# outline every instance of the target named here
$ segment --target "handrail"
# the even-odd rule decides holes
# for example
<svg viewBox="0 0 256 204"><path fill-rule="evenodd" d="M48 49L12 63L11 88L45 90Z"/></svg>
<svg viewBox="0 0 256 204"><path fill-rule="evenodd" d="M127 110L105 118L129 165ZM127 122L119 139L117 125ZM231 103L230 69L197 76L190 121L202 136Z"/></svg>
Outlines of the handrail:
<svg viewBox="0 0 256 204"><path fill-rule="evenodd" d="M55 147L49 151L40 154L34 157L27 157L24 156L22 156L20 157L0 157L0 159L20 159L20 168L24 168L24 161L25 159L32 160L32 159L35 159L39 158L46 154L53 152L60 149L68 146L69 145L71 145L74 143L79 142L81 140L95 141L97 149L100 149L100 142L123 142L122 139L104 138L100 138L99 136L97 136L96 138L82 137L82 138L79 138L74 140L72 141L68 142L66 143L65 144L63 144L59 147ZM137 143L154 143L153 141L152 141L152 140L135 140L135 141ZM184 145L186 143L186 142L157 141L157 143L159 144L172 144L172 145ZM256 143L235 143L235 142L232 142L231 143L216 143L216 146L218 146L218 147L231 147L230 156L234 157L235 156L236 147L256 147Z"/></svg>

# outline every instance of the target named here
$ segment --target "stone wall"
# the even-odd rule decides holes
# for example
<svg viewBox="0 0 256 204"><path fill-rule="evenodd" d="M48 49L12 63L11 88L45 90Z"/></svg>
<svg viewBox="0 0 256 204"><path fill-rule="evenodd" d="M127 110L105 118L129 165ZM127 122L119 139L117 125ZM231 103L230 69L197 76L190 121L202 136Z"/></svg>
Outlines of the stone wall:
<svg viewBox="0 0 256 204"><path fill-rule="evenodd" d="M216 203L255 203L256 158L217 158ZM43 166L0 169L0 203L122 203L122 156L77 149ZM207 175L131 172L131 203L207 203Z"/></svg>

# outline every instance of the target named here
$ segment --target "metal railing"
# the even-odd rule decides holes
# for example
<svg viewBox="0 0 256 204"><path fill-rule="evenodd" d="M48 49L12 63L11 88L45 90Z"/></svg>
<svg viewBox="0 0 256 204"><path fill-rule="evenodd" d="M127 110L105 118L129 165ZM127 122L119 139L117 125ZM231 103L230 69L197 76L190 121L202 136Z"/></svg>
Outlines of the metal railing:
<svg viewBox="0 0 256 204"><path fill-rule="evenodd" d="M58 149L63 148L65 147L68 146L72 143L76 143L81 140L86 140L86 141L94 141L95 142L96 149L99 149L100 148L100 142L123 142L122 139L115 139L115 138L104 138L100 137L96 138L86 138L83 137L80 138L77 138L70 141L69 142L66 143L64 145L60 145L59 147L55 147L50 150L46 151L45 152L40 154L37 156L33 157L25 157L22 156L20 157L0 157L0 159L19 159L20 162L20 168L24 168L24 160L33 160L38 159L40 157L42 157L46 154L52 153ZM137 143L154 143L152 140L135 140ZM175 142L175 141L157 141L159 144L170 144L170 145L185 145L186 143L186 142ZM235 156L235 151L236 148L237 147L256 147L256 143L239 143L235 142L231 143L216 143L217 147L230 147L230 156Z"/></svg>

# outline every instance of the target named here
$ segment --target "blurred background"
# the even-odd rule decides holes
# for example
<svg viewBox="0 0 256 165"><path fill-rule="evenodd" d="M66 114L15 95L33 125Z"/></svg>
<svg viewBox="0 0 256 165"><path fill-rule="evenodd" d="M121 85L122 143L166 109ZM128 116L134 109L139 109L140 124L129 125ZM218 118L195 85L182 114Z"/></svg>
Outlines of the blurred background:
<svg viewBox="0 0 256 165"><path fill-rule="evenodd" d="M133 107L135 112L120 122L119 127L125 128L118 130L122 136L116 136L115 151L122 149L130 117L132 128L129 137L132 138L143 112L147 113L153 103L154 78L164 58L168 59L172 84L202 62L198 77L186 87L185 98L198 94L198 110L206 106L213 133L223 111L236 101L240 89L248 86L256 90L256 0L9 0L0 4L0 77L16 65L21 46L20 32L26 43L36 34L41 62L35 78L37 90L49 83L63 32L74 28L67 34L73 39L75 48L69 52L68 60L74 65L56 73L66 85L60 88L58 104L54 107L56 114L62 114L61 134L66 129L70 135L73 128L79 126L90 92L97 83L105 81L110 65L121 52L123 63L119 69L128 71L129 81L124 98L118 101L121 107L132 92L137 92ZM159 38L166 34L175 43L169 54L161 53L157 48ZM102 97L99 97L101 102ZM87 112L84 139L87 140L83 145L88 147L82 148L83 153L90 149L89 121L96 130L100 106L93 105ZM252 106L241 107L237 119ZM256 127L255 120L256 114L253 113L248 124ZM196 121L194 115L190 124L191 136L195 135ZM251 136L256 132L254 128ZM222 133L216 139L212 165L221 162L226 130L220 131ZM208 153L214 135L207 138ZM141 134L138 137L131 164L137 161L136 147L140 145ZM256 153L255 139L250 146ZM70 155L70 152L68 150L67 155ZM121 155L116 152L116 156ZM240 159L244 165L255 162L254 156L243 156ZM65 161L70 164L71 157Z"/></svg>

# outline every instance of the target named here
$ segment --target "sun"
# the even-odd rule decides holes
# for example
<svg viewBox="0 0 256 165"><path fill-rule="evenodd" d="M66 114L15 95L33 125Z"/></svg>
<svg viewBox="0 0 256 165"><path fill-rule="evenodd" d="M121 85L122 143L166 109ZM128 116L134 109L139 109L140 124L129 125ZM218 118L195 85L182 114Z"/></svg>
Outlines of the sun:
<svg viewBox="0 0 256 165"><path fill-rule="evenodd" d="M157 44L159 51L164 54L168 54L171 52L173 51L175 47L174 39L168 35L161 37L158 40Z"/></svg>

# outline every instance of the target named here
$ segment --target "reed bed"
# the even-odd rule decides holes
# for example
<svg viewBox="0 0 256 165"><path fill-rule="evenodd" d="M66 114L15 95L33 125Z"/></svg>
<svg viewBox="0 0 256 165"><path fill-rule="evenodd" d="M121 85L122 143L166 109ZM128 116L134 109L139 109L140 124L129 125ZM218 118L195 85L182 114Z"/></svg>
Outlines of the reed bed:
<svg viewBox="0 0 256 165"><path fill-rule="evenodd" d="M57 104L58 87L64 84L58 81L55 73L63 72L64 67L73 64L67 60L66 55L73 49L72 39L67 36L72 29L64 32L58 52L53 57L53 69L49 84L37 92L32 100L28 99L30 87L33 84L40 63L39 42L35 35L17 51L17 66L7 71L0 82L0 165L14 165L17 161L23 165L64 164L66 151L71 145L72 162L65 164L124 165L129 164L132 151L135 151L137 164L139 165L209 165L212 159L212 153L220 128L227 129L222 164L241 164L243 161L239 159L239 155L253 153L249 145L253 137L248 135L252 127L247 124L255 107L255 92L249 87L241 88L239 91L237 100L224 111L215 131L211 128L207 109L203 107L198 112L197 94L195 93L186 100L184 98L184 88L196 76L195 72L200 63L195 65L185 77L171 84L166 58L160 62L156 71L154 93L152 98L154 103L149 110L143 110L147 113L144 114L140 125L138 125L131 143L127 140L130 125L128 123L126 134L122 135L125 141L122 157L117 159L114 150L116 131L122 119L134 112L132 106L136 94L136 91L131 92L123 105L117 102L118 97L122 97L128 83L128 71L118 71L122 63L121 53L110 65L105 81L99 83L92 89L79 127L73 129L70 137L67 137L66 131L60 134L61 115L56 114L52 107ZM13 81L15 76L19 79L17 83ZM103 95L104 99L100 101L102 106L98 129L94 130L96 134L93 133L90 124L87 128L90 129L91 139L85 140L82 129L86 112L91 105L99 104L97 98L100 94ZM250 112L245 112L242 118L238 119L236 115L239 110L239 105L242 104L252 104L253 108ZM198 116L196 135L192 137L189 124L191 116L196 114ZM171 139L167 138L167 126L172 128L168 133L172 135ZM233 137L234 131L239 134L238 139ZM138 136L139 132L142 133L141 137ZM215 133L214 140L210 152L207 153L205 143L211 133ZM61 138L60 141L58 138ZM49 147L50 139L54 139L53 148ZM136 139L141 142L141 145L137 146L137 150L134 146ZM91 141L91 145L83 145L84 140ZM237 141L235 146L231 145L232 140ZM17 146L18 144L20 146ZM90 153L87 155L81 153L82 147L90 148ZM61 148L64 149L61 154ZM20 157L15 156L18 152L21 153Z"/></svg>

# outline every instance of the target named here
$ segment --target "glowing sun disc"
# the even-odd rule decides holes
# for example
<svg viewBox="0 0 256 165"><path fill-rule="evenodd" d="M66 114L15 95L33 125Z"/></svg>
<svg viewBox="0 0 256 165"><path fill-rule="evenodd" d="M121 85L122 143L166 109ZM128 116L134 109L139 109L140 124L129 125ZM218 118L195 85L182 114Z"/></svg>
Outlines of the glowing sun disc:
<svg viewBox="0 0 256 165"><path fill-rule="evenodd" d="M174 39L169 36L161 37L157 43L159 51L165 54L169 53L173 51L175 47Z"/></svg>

### [Task to complete]
Return every line from the beginning of the data up to and including the line containing "203L255 203L256 158L217", copied exactly.

### [Answer to the task]
# outline every instance of the target named here
$ segment --target "handrail"
# the even-odd rule decides holes
# for example
<svg viewBox="0 0 256 204"><path fill-rule="evenodd" d="M48 49L12 63L11 88L45 90Z"/></svg>
<svg viewBox="0 0 256 204"><path fill-rule="evenodd" d="M127 110L105 118L129 165ZM127 122L119 139L117 125ZM231 103L230 69L197 76L190 121L202 136Z"/></svg>
Outlines of the handrail:
<svg viewBox="0 0 256 204"><path fill-rule="evenodd" d="M55 147L49 151L40 154L34 157L27 157L24 156L22 156L20 157L0 157L0 159L20 159L20 168L24 168L24 161L25 159L32 160L32 159L35 159L39 158L46 154L53 152L60 149L68 146L69 145L71 145L74 143L79 142L81 140L95 141L97 149L100 149L100 142L123 142L122 139L104 138L100 138L99 136L97 136L96 138L82 137L82 138L79 138L74 140L72 141L68 142L66 143L65 144L63 144L59 147ZM137 143L154 143L153 141L152 141L152 140L135 140L135 141ZM184 145L186 143L186 142L157 141L157 143L159 144L172 144L172 145ZM256 143L235 143L235 142L232 142L231 143L216 143L216 146L218 146L218 147L231 147L230 156L234 157L235 156L236 147L256 147Z"/></svg>

# outline every instance of the target named here
$ segment --target "stone wall"
# the even-odd rule decides holes
# for example
<svg viewBox="0 0 256 204"><path fill-rule="evenodd" d="M48 49L12 63L11 88L45 90Z"/></svg>
<svg viewBox="0 0 256 204"><path fill-rule="evenodd" d="M127 110L105 118L129 165ZM127 122L119 139L117 125ZM231 103L230 69L197 76L190 121L202 136Z"/></svg>
Outlines of the stone wall:
<svg viewBox="0 0 256 204"><path fill-rule="evenodd" d="M216 203L255 203L256 158L217 158ZM43 166L0 169L0 203L122 203L122 156L77 149ZM207 175L131 172L131 203L207 203Z"/></svg>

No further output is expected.